**TRAVAIL À FAIRE:**
a) Recopiez mot pour mot le passage du texte sur les chefs d'État torse nu qui va de « Presque tous les » à « part le SPIEGEL(3). », ces deux bornes comprises.
b) Répondez à ces questions d'après le texte sur les chefs d'État torse nu :
(i) De quelle date est l'article du SPIEGEL ?
(ii) Quelle journaliste a publié une analyse approfondie dans DIE ZEIT ?
(iii) Quelle photo l'hebdomadaire ajoute-t-il pour la comparaison ?
c) Prolongez le texte sur les chefs d'État torse nu à partir de sa dernière phrase.

**TEXTE DE LA PAGE:**

Sous le titre : « Les chefs d’État enlèvent le haut » suivi du sous-titre : « Barbotages politiciens : la testostérone en guise de carburant », le magazine SPIEGEL illustre son article du 15 août 2007 notamment par des photos de Sarkozy et de Poutine montrant fièrement leur poitrine dénudée. Avec un humour décidément perfide, l’hebdomadaire ne résiste pas au plaisir d’ajouter pour la comparaison, la photo de Daniel Craig en James Bond sortant des eaux. Histoire de rendre à César…..

Presque tous les journaux français et allemands on réservé à cet épisode politico-médiatico-machiste un article soit amusé, soit complaisant, parfois bref et anodin. Cependant certains journalistes, comme Andrea Böhm dans l’hebdomadaire DIE ZEIT(2), se sont livrés à une analyse approfondie de ce phénomène qui, selon l’auteur, dépasse le domaine de la politique-people. Ces journaux mettent en parallèle les démonstrations de force de certains de nos politiciens et la tension du climat politique dans le monde. « Avec Poutine et Sarkozy, la testostérone resurgit comme carburant dans la machinerie politique » constate pour sa part le SPIEGEL(3).

**ENTRÉES FOURNIES:**
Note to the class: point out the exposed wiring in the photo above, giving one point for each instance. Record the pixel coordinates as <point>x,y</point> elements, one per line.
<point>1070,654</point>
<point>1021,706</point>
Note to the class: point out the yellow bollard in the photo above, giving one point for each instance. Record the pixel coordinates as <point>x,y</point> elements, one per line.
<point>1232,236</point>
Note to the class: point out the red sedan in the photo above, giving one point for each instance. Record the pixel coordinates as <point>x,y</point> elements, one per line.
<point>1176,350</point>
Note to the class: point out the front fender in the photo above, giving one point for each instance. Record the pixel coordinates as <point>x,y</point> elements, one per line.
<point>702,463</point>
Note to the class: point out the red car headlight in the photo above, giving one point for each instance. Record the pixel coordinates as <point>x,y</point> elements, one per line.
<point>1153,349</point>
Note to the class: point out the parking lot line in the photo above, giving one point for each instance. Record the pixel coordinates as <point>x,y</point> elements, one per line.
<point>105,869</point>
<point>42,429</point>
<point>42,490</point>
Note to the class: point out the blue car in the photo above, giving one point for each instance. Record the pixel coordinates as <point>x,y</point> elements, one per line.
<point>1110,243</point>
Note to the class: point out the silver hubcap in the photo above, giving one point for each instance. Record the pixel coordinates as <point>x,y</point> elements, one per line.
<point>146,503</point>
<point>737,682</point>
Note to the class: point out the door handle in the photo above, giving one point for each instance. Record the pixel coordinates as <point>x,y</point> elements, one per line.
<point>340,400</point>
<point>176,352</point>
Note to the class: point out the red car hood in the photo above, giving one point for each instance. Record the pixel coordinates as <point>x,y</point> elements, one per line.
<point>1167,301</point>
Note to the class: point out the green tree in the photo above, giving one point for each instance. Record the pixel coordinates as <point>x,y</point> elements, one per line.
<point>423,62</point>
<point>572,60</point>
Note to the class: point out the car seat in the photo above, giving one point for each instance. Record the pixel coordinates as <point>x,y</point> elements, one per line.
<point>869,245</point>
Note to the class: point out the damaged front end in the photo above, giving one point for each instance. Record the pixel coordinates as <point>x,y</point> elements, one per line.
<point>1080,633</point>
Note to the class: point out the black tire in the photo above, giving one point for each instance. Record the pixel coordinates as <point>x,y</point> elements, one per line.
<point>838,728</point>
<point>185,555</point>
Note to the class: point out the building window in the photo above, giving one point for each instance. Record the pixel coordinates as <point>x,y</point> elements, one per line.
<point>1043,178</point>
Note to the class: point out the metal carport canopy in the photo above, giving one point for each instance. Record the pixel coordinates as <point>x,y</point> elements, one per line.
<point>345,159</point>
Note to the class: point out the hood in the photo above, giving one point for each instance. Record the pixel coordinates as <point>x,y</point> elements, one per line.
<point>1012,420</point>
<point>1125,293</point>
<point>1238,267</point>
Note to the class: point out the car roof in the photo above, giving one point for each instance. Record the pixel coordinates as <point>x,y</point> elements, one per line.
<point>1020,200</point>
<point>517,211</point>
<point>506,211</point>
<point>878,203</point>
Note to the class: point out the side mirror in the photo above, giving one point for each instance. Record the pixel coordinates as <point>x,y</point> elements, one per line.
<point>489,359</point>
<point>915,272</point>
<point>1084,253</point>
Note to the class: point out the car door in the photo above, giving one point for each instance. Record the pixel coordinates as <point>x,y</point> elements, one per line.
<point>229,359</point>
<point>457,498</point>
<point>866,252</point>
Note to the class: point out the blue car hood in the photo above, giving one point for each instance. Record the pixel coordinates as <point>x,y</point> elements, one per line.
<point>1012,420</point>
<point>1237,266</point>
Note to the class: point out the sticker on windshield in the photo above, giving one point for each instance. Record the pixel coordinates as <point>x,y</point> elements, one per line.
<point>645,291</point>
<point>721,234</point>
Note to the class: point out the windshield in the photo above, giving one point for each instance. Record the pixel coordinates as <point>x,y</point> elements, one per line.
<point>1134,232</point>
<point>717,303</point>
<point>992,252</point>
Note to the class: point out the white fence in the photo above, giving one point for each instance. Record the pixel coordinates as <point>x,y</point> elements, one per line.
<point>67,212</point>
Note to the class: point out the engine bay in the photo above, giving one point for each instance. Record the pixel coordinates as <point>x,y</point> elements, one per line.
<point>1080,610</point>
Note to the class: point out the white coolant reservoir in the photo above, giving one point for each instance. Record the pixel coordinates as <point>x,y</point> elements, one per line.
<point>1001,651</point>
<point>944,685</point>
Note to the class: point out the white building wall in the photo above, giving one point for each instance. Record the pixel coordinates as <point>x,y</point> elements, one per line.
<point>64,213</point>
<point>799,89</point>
---
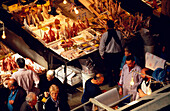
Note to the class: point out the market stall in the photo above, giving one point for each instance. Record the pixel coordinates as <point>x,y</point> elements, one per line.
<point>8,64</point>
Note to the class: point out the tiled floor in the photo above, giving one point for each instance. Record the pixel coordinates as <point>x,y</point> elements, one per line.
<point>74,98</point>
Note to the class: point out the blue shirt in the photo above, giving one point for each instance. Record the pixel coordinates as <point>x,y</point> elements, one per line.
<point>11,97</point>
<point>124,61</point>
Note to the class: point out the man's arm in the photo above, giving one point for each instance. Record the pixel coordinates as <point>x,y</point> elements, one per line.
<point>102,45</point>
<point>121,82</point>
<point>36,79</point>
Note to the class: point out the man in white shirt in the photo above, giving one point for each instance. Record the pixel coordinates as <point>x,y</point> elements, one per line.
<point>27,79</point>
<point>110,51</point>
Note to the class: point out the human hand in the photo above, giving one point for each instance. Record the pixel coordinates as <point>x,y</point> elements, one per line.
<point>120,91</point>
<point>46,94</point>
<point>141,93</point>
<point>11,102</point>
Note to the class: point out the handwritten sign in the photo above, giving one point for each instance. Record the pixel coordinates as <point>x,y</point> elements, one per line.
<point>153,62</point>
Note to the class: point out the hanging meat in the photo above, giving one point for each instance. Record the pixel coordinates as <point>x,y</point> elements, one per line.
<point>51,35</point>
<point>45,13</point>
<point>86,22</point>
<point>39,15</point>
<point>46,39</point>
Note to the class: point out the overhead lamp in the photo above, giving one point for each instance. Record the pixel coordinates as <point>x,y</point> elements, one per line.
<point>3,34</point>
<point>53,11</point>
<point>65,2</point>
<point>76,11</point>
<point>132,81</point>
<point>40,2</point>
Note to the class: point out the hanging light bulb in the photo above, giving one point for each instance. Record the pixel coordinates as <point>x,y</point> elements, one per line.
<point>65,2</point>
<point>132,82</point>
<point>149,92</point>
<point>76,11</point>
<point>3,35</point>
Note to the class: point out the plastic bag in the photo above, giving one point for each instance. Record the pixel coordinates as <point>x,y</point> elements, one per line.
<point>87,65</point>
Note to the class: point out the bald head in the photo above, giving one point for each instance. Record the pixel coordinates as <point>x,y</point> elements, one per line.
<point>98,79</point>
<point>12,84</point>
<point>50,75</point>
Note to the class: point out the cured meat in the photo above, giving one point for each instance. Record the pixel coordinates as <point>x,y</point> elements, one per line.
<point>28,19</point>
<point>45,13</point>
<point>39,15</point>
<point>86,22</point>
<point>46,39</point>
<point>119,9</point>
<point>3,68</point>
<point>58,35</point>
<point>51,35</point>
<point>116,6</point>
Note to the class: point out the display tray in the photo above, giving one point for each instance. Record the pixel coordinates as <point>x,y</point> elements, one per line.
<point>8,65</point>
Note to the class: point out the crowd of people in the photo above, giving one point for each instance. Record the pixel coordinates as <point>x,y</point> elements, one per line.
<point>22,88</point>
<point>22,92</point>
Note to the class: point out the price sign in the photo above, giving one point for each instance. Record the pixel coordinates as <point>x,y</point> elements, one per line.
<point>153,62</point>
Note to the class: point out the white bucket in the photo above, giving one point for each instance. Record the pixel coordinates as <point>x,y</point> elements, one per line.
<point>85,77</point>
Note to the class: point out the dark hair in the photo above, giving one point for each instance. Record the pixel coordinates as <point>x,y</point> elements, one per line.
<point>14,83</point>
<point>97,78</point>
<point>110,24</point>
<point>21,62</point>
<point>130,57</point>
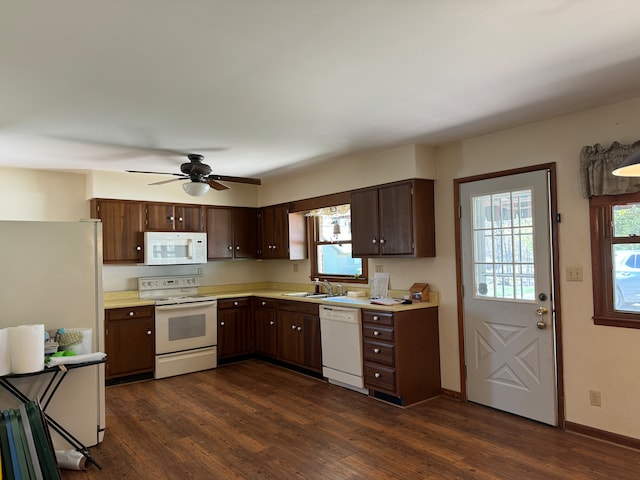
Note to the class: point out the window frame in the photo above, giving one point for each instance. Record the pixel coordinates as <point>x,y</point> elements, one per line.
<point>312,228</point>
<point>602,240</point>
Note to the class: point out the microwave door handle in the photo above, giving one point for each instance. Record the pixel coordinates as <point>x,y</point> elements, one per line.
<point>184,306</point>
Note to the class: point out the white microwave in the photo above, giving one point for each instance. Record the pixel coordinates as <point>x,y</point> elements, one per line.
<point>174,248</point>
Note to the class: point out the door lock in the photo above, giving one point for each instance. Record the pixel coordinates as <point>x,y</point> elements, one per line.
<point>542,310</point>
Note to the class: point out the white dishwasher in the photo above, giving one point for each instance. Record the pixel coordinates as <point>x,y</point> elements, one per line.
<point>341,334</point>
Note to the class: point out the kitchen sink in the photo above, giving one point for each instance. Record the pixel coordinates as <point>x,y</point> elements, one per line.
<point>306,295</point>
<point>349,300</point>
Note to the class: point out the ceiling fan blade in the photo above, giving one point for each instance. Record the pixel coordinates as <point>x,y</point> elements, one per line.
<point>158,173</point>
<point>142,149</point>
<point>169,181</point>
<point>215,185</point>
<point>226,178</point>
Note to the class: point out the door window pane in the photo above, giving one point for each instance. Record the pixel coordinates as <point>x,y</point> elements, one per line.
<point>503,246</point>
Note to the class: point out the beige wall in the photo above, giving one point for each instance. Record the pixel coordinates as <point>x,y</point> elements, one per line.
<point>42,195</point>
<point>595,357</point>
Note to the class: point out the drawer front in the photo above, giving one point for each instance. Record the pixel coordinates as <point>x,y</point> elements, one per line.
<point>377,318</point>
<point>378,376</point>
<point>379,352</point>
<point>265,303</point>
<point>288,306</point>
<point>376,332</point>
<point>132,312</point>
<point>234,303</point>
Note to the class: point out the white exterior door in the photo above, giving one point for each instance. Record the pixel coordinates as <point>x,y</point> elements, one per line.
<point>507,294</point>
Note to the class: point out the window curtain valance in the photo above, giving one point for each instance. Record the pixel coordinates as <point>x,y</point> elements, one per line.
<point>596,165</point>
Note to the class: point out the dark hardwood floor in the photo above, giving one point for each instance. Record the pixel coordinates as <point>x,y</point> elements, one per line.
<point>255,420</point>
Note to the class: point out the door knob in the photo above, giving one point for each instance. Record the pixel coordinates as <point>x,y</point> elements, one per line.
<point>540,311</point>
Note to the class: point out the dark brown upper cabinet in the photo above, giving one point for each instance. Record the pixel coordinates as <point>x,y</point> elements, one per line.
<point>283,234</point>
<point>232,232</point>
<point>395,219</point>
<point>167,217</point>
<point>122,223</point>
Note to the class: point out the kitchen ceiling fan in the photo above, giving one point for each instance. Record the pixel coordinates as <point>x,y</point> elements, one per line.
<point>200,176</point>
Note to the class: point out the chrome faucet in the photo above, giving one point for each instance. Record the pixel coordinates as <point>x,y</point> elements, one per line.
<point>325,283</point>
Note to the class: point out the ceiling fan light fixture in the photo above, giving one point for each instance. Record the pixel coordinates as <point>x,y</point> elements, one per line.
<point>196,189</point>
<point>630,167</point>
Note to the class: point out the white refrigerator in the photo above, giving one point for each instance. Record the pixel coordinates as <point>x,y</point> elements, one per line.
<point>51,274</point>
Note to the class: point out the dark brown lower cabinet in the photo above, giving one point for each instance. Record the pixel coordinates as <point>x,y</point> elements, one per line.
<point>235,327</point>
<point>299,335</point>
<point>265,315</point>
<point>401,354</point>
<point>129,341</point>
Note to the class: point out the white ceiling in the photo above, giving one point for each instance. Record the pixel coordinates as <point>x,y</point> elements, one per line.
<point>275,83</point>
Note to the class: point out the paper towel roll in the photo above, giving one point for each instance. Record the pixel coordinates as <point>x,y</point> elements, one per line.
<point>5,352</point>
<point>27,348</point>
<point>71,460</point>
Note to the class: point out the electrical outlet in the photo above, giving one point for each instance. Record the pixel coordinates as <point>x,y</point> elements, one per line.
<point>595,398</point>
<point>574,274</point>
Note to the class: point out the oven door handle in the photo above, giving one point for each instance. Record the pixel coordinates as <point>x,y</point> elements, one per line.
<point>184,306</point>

**RÉPONSES PAR TÂCHE:**
a)
Presque tous les journaux français et allemands on réservé à cet épisode politico-médiatico-machiste un article soit amusé, soit complaisant, parfois bref et anodin. Cependant certains journalistes, comme Andrea Böhm dans l’hebdomadaire DIE ZEIT(2), se sont livrés à une analyse approfondie de ce phénomène qui, selon l’auteur, dépasse le domaine de la politique-people. Ces journaux mettent en parallèle les démonstrations de force de certains de nos politiciens et la tension du climat politique dans le monde. « Avec Poutine et Sarkozy, la testostérone resurgit comme carburant dans la machinerie politique » constate pour sa part le SPIEGEL(3).

b)
(i) Il date du 15 août 2007.
(ii) Il s'agit d'Andrea Böhm.
(iii) Il ajoute la photo de Daniel Craig en James Bond sortant des eaux.

c)
Dans son article intitulé « On est de vrais durs ! (2)», Andrea Böhm, dans DIE ZEIT, y voit « une symbolique politique, et dans ces temps où la politique tient de plus en plus de la performance, les présidents aussi doivent se découvrir – au sens propre comme au sens figuré ». En lisant ces remarques, comment s’empêcher de penser également à tous ces joggings quotidiens pratiqués devant (pour ?) les caméras. L’auteur va même plus loin en y décelant une réaction aux événements traumatisants subis par les Etats-Unis (11 septembre 2001) et par la Russie (perte de son rôle de superpuissance) et vécus par ces pays comme autant d’humiliations.
« Une attitude de militantisme adolescent érigé en style politique » cache en réalité, selon la journaliste, un manque d’assurance et de conscience de soi enfoui dans un « machisme théâtral ». Et nous voilà renvoyés aux gamineries de nos politiciens dénudés… La boucle est bouclée.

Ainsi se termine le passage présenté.